Problem description: In the text on Big Data, rewrite everything from "The prospect of" down to "a Big Structure?", changing "interoperability" to "compatibility".
### Excerpted text
Defining the Guideposts for Big Data
In our recent two-part series we described a decade of experience working in the semantic Web (Part I) and our view that Big Structure, which resides at the nexus of the semantic Web, knowledge bases and artificial intelligence, was a key component of making sense of Big Data going forward (Part II). We are at a time when multiple advances are conjoining to create new opportunities and excitement.
Data without context and relationships is meaningless. The idea of Big Data is powerful, but it is often presented as either a “good thing” in and of itself, or a mantra for something that is rather undefined. There is no doubt that with the Internet and the Web we are now able to generate and access data at unprecedented scale. There is also no question that tracking mechanisms and cheap storage — and simpler, large-scale databases and Web services — mean that we can also capture data and structure of natures previously unseen. Everyone knows the remarkable growth in exabytes and more.
The prospect of data everywhere — some useful with important context and some not — has clearly captured the current discussion. Heck, if we claim Big Data, we even make more in wage or consulting charge-out fees. Who can argue with that?
Well, actually, anyone interested in meaningful data or cross-dataset interoperability can argue with that. Big Data is great, except it means little if we can not combine that data across multiple sources for potentially multiple purposes. (Remember, one of the “V’s” of Big Data is variability.) Once the question of what data means gets brought to the fore, it is now time for context and relationships. Structure in an information context means that which situates or describes data in an interpretable way. Big Data needs a Big Structure complement to make sense of it all.
What is a Big Structure?
######
### Stored records
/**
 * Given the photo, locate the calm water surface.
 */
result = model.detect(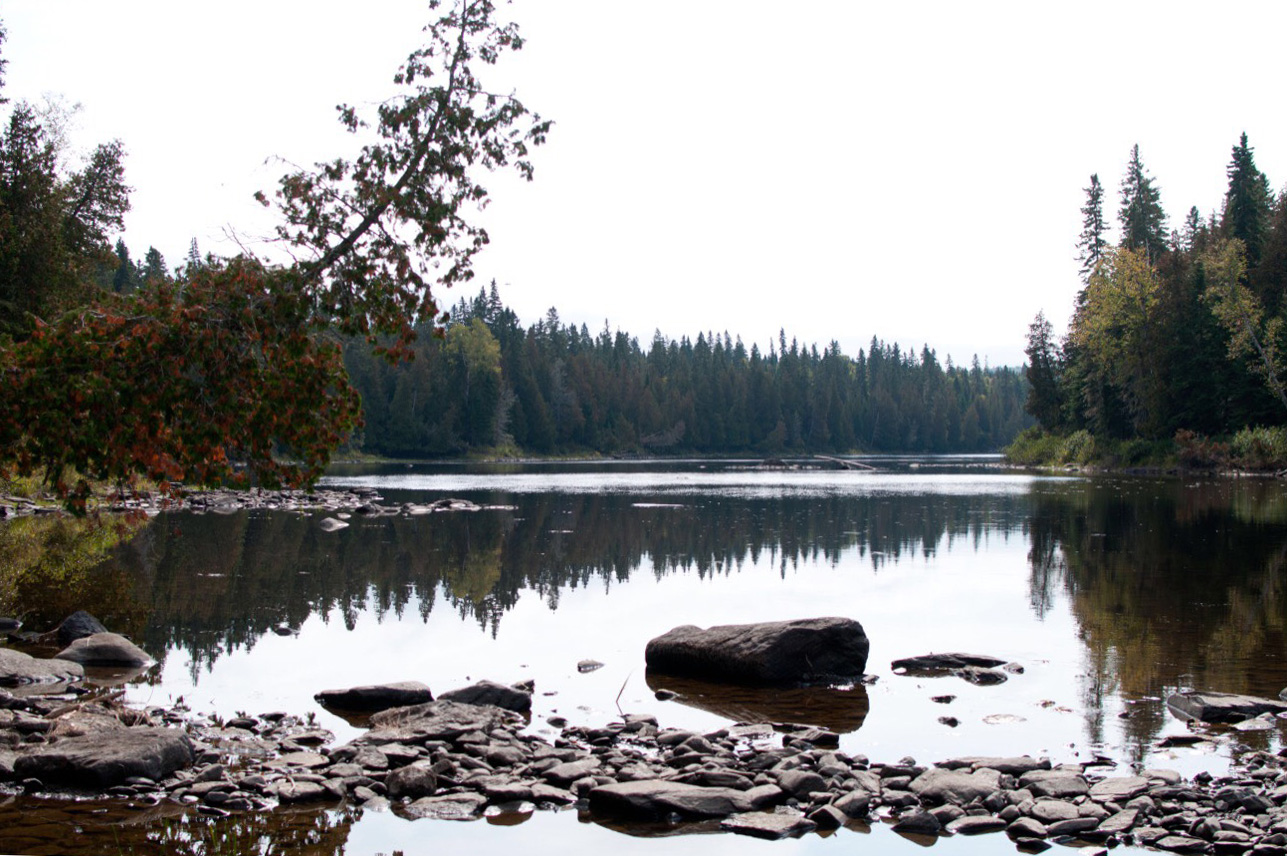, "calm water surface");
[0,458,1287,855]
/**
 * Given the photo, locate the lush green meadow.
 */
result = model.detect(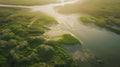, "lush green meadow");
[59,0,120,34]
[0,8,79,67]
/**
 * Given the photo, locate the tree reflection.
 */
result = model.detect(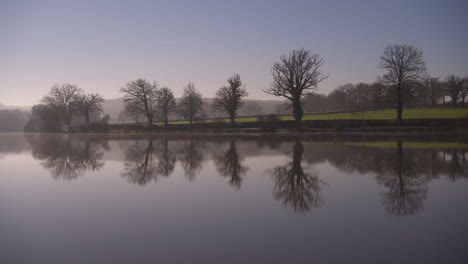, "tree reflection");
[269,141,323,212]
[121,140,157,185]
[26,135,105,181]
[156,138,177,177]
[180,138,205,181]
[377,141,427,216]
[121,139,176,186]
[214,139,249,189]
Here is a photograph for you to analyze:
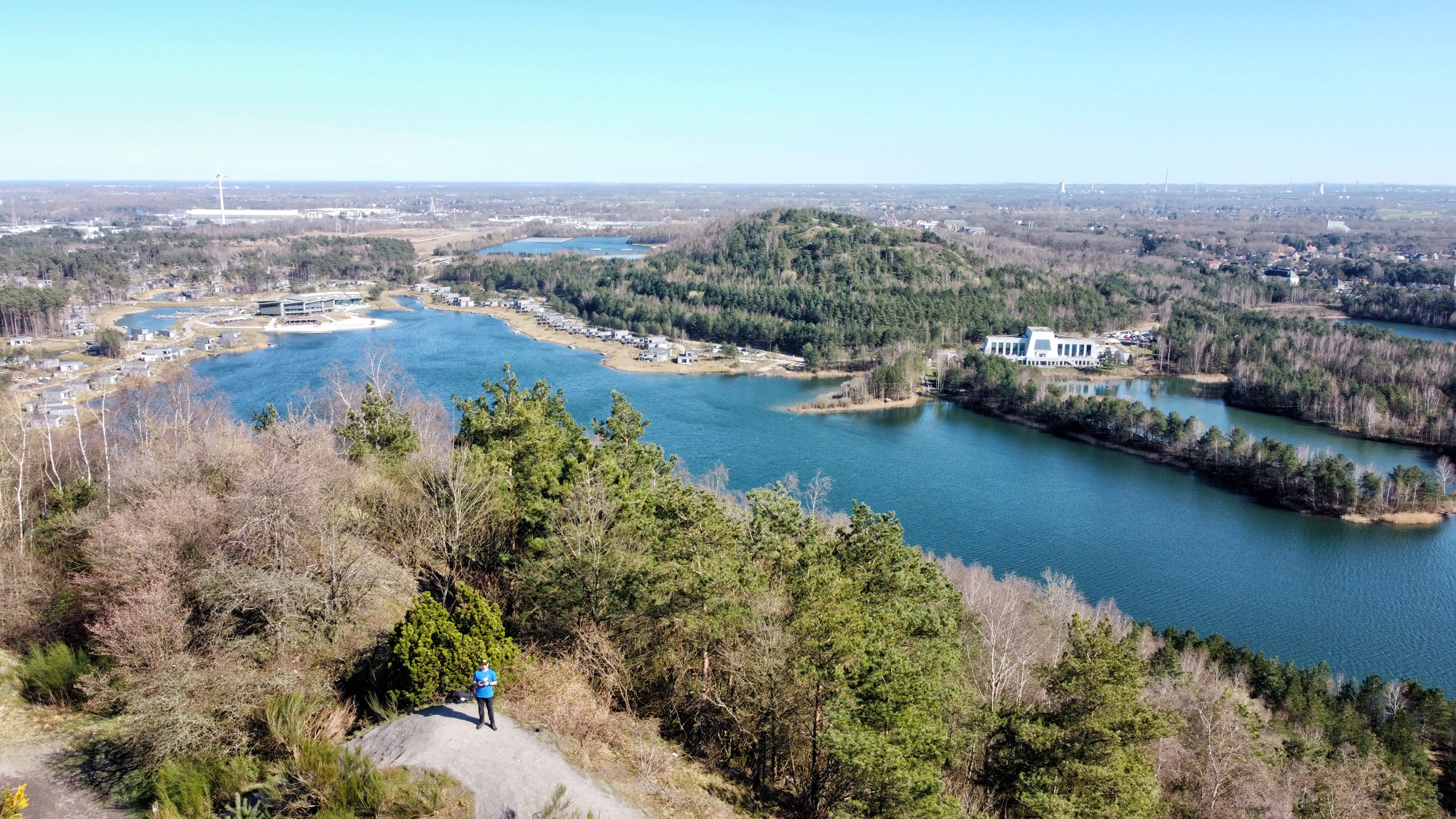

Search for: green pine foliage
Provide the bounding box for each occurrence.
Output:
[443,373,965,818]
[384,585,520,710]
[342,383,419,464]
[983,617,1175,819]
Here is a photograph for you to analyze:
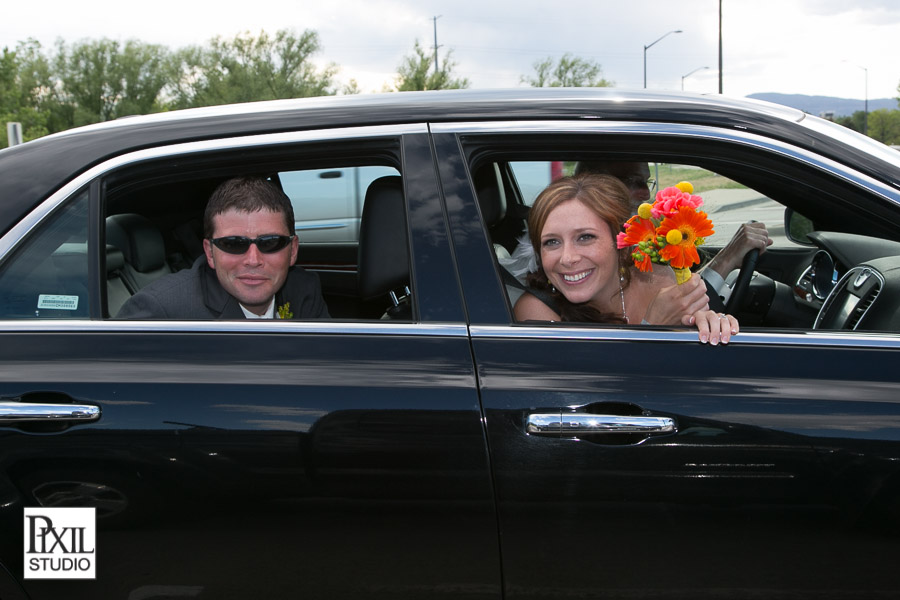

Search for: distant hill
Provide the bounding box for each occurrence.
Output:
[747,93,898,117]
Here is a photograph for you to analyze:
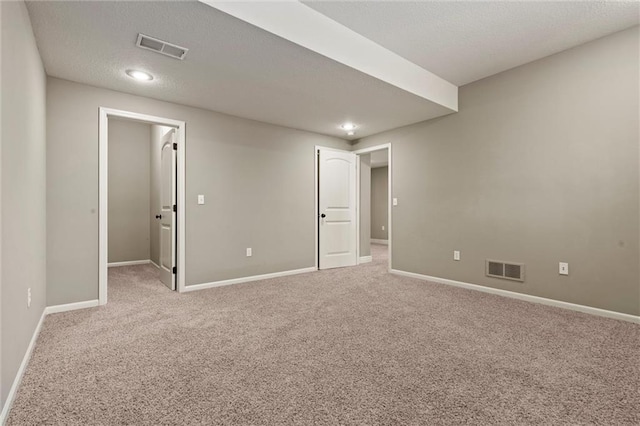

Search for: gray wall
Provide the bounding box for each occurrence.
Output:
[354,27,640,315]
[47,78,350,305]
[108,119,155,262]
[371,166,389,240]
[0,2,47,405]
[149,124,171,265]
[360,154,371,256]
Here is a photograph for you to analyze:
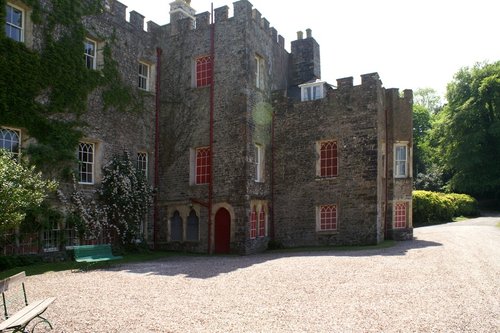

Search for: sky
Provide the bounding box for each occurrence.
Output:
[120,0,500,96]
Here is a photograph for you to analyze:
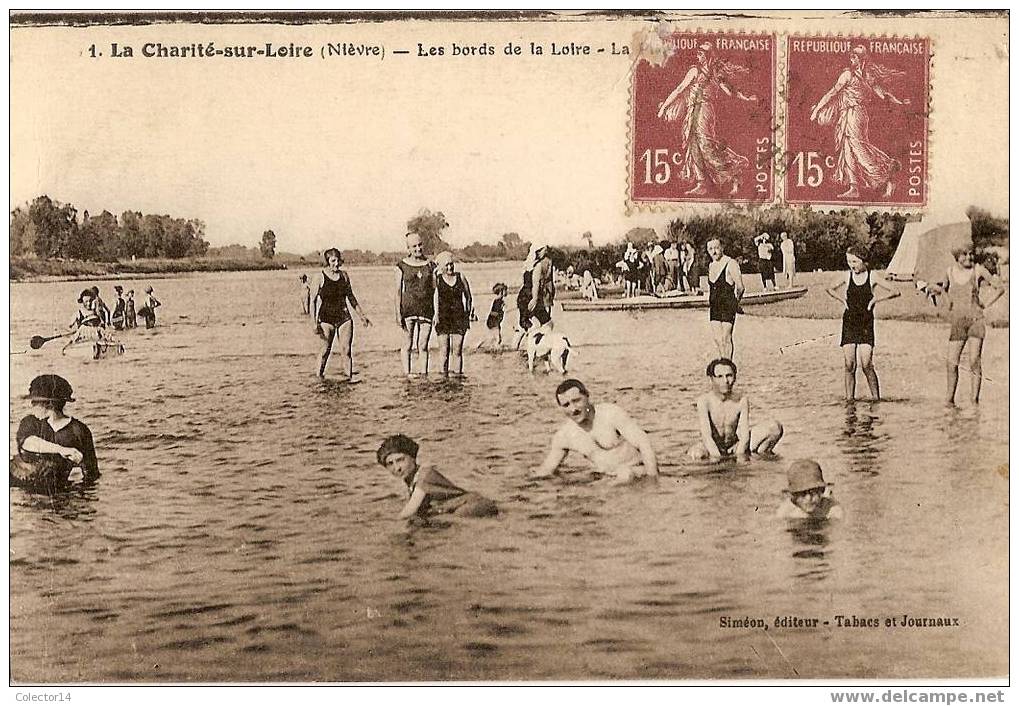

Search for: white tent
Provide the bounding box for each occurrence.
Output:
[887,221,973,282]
######
Response to the task:
The prospect of data everywhere — some useful with important context and some not — has clearly captured the current discussion. Heck, if we claim Big Data, we even make more in wage or consulting charge-out fees. Who can argue with that?
Well, actually, anyone interested in meaningful data or cross-dataset compatibility can argue with that. Big Data is great, except it means little if we can not combine that data across multiple sources for potentially multiple purposes. (Remember, one of the “V’s” of Big Data is variability.) Once the question of what data means gets brought to the fore, it is now time for context and relationships. Structure in an information context means that which situates or describes data in an interpretable way. Big Data needs a Big Structure complement to make sense of it all.
What is a Big Structure?